## DOCUMENT EXTRACT
╭──

Boundedness of a continuous linear functional on a topological vector space
The precise answer is as follows (according to Theorem 3.1 (f) in Conway's A Course in Functional Analysis):
Let $ X $ be a locally convex topological vector space. Suppose that $ \mathcal{P} = \{ \| \cdot \|_{i} \}_{i \in I} $ is a family of seminorms that defines the topology on $ X $. Then $ \Lambda $ is a continuous linear functional on $ X $ if and only if there exist $ i_{1},\ldots,i_{n} \in I $ and positive real numbers $ \lambda_{1},\ldots,\lambda_{n} $ such that $$ \forall x \in X: \quad |\Lambda(x)| \leq \sum_{k=1}^{n} \lambda_{k} \| x \|_{i_{k}}. $$
Addendum
As it seems that Conway does not provide a proof of the quoted theorem, I shall provide my own proof, as the OP has requested to see one.
There are many definitions of continuity at a point, so I shall pick the one that best suits my needs for the proof.
Definition Let $ X $ and $ Y $ be topological spaces. A function $ f: X \rightarrow Y $ is said to be continuous at $ x $ if and only if for all neighborhoods $ V $ of $ f(x) $, there exists a neighborhood $ U $ of $ x $ such that $ f[U] \subseteq V $.
We shall also use the fact that the continuity of $ \Lambda: X \rightarrow \mathbb{R} $ is equivalent to its continuity at the point $ 0_{X} $.

╰──

## REQUIRED ACTIONS
**A)** Copy out a span of the passage on continuous linear functionals word for word, beginning at the words "Boundedness of a" and stopping after "to see one.".
**B)** In the passage on continuous linear functionals, which theorem in Conway's A Course in Functional Analysis is cited for the result?
**C)** Proceed with the passage on continuous linear functionals from the point where it stops.

## EXTRACTED ENTRIES
╭──

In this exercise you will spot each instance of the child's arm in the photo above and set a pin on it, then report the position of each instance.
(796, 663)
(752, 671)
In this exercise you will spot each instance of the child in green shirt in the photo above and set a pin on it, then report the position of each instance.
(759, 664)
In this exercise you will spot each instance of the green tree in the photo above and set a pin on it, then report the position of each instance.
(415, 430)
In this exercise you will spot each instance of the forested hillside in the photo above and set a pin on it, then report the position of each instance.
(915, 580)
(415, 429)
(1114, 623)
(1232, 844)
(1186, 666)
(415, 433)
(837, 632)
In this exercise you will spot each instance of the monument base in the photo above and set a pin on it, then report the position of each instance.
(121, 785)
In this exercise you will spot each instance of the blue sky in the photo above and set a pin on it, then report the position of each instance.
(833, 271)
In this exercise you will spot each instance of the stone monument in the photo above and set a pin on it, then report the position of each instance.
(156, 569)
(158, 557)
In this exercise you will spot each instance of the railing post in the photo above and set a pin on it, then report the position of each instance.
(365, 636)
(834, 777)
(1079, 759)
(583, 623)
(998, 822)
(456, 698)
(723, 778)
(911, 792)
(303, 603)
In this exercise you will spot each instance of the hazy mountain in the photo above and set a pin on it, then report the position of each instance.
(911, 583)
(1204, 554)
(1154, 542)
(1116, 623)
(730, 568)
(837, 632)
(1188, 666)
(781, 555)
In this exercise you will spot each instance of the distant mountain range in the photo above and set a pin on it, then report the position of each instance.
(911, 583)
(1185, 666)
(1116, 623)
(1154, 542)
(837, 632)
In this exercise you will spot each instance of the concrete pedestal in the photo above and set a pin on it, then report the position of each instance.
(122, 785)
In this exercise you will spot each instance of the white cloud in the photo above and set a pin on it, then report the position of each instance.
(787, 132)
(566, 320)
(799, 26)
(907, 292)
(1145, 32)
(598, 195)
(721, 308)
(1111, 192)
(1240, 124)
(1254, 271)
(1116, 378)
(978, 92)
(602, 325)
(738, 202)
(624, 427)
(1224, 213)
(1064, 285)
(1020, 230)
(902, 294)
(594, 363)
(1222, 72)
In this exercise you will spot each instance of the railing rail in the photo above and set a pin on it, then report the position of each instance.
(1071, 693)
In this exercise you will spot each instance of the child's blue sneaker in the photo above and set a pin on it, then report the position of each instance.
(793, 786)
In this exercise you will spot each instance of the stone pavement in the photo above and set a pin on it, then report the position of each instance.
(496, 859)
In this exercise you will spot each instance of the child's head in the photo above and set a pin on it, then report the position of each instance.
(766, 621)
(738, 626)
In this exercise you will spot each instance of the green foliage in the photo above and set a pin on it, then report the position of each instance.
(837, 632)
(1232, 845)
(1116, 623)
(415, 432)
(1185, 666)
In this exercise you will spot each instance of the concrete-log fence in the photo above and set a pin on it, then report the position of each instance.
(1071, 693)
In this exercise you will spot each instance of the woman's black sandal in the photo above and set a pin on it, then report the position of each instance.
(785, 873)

╰──
╭──

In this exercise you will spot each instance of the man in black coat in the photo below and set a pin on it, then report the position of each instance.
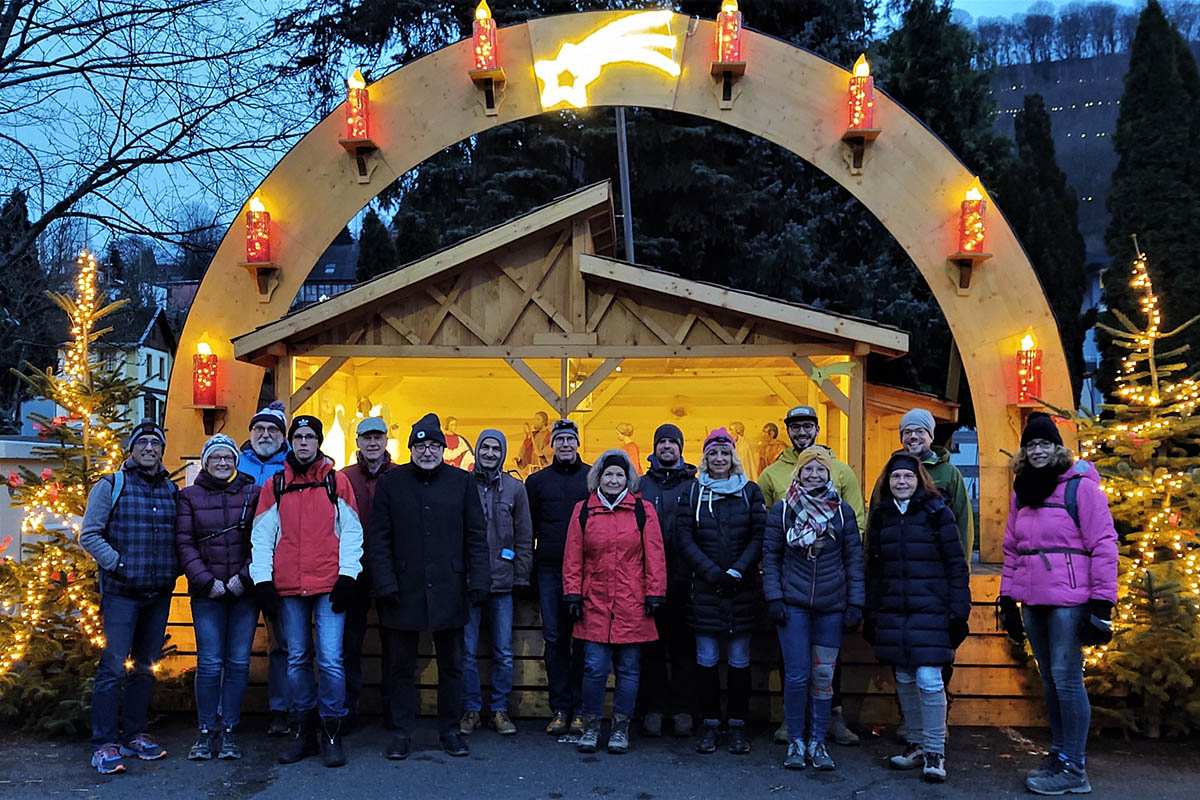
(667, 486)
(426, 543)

╰──

## FINAL RESULTS
**A)**
Boundedness of a continuous linear functional on a topological vector space
The precise answer is as follows (according to Theorem 3.1 (f) in Conway's A Course in Functional Analysis):
Let $ X $ be a locally convex topological vector space. Suppose that $ \mathcal{P} = \{ \| \cdot \|_{i} \}_{i \in I} $ is a family of seminorms that defines the topology on $ X $. Then $ \Lambda $ is a continuous linear functional on $ X $ if and only if there exist $ i_{1},\ldots,i_{n} \in I $ and positive real numbers $ \lambda_{1},\ldots,\lambda_{n} $ such that $$ \forall x \in X: \quad |\Lambda(x)| \leq \sum_{k=1}^{n} \lambda_{k} \| x \|_{i_{k}}. $$
Addendum
As it seems that Conway does not provide a proof of the quoted theorem, I shall provide my own proof, as the OP has requested to see one.

**B)** Theorem 3.1 (f)

**C)**
Let us first establish the ($ \Rightarrow $)-direction of the theorem. As (i) $ \Lambda(0_{X}) = 0 $ and (ii) $ \overline{D}(0;1) $ is a neighborhood of $ 0 $, by the given definition, there exists a neighborhood $ U $ of $ 0_{X} $ such that $ \Lambda[U] \subseteq \overline{D}(0;1) $. Without loss of generality, we may assume that $ U $ is a basic open neighborhood of the form $$ \{ x \in X \,|\, (\forall k \in \{ 1,\ldots,n \})(\| x \|_{i_{k}} < 2 \epsilon) \}, $$ where $ \epsilon > 0 $. Now, for each $ x \in X $, define $ \displaystyle M_{x} \stackrel{\text{def}}{=} \max_{1 \leq k \leq n} \| x \|_{i_{k}} $.
Claim: $ |\Lambda(x)| \leq \dfrac{M_{x}}{\epsilon} $ for all $ x \in X $.
Proof of the claim Let $ x \in X $. We shall consider two cases: (i) $ M_{x} = 0 $ and (ii) $ M_{x} > 0 $.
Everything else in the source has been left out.